> [SUPPLIED MATERIAL]:
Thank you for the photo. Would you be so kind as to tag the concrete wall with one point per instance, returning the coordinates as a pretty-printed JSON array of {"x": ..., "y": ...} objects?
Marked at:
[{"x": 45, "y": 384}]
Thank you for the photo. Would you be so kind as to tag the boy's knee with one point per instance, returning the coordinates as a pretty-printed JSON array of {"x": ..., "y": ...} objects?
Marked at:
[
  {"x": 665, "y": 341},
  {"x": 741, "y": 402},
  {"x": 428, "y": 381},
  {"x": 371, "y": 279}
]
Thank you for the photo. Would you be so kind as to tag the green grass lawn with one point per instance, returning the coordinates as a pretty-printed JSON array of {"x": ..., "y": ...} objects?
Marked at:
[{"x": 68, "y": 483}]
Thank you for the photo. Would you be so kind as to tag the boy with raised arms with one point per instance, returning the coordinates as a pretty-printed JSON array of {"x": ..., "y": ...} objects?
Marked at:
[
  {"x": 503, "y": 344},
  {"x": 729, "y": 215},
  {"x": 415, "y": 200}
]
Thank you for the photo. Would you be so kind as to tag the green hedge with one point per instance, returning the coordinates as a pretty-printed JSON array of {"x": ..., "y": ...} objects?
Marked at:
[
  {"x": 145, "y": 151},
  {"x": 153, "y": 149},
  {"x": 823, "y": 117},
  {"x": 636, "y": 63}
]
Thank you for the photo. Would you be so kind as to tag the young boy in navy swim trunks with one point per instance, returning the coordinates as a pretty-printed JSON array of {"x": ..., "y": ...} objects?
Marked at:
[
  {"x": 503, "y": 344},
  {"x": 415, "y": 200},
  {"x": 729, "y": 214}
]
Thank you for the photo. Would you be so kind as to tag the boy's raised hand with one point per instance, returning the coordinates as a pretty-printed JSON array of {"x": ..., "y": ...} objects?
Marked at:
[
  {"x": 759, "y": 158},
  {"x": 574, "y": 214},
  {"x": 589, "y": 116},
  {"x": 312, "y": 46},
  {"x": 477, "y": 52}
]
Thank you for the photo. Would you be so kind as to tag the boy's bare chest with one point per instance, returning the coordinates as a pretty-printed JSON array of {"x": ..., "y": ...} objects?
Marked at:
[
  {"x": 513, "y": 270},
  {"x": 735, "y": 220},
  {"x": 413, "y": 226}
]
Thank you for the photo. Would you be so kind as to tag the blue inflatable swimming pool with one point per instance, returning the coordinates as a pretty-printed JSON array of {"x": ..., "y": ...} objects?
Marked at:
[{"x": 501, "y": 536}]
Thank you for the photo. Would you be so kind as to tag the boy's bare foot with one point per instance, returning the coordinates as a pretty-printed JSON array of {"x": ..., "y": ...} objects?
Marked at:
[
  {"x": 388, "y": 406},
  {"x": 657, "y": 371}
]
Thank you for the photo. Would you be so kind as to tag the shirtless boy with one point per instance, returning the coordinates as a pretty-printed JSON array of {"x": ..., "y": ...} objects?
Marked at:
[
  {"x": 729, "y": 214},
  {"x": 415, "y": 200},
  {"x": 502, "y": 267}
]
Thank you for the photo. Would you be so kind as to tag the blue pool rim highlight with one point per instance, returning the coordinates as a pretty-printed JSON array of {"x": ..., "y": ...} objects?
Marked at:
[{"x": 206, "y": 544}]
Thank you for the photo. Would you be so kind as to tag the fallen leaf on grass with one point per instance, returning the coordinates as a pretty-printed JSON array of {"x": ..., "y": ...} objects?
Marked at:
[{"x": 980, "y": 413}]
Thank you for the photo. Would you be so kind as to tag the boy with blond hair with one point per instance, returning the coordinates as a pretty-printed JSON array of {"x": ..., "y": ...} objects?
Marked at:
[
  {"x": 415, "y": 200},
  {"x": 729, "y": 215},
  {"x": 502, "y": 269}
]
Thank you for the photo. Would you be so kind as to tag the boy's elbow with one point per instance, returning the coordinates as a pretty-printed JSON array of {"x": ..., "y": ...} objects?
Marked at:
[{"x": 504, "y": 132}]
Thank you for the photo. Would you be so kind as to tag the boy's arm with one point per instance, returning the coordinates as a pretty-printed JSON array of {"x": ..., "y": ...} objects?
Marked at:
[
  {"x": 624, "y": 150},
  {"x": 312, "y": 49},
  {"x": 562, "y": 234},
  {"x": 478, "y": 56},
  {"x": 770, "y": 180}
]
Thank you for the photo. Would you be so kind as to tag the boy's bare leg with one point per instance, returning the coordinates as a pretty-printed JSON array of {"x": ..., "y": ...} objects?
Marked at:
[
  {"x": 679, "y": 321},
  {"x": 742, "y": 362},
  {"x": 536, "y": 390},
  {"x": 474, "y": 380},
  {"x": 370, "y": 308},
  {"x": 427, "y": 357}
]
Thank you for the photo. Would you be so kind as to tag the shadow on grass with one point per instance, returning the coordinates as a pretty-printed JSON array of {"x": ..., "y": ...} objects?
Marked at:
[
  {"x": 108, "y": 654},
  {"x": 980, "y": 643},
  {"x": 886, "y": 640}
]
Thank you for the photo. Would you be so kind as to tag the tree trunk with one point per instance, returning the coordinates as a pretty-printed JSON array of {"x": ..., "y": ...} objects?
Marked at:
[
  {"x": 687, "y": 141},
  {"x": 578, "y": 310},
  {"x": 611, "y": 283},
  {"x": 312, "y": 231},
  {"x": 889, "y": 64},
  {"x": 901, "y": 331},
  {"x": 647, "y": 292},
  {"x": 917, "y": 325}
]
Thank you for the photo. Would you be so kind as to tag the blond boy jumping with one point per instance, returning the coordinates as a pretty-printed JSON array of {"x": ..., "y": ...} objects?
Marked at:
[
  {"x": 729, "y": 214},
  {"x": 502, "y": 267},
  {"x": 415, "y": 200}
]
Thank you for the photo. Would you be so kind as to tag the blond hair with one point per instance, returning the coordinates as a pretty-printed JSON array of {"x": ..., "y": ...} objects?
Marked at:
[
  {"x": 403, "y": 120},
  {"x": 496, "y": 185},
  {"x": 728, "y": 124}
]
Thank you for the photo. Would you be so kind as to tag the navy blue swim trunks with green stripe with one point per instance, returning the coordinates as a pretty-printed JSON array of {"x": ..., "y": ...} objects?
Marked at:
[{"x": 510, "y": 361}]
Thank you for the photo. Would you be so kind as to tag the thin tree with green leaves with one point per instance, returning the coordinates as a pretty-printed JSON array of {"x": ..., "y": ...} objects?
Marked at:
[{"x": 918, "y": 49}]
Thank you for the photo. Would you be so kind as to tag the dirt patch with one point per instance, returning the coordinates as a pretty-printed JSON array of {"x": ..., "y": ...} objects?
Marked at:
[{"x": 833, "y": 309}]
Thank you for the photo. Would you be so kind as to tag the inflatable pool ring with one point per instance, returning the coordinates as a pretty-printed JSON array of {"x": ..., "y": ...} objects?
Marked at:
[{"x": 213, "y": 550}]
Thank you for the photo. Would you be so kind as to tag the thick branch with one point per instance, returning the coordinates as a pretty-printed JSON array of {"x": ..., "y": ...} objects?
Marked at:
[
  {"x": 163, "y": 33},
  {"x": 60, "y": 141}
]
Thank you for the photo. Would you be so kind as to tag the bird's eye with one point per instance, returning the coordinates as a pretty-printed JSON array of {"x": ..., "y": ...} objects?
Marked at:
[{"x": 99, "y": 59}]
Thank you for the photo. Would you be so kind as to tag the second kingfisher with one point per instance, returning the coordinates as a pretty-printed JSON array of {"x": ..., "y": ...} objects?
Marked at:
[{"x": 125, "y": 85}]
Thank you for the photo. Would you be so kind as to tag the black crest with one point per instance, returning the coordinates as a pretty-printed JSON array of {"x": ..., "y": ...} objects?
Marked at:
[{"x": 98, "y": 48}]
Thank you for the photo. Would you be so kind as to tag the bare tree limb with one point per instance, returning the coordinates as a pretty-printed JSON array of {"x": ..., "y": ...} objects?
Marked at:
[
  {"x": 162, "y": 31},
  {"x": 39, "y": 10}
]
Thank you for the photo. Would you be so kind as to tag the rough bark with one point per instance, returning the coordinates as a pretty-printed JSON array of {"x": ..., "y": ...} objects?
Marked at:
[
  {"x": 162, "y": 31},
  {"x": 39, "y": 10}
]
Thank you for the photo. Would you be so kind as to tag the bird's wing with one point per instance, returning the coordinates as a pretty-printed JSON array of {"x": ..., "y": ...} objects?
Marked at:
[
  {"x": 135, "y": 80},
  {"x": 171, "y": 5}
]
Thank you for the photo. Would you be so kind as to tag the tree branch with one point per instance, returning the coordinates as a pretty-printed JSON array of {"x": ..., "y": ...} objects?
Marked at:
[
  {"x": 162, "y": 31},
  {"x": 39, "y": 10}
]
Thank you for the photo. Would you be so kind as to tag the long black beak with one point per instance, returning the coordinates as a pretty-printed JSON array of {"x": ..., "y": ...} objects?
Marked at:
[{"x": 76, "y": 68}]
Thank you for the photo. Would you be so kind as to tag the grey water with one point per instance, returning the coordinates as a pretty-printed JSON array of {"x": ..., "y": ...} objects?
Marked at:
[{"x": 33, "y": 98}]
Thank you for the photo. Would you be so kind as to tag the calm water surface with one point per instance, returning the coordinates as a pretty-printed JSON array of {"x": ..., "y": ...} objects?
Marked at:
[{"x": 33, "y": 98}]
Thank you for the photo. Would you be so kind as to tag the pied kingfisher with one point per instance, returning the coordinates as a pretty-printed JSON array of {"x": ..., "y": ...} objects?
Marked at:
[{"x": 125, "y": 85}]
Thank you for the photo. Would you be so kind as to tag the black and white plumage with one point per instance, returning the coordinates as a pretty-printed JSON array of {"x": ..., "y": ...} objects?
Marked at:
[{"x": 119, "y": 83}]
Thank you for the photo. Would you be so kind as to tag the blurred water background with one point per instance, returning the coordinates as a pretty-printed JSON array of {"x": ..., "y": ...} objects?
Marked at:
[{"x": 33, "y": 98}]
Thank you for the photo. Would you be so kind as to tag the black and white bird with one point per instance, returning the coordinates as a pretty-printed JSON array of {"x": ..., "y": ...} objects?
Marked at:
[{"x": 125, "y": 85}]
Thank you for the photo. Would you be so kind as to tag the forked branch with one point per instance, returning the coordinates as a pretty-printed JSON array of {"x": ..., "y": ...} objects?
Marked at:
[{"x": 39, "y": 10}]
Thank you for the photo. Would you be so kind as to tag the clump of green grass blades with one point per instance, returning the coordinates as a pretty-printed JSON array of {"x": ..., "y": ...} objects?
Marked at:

> [SHORT TASK]: Copy the lines from the one containing "tag the blurred" through the end of the records, switching "Marked at" to "Located at" and leaving everything else unchanged.

> [RESPONSE]:
Thank you for the photo. Would you be so kind as to tag the blurred water background with one point per instance, returning the coordinates as a pretty-printed JSON array of {"x": ..., "y": ...} objects?
Located at:
[{"x": 33, "y": 98}]
Thank you for the photo. Would you be so kind as to tag the black and white bird with one point per instance, returning the coordinates as a pretty-printed JSON array of {"x": ..., "y": ...} objects?
Located at:
[{"x": 125, "y": 85}]
Thank you for the photo. Would you be so kind as to tag the forked branch with one point per instance, returning the coordinates as a pretty-printed JSON array of {"x": ..., "y": ...} objects?
Located at:
[{"x": 39, "y": 10}]
Thank you for the photo. Would you be so kind as to tag the clump of green grass blades with one point per instance, returning the coordinates as a pretty-printed JSON array of {"x": ..., "y": ...} objects?
Located at:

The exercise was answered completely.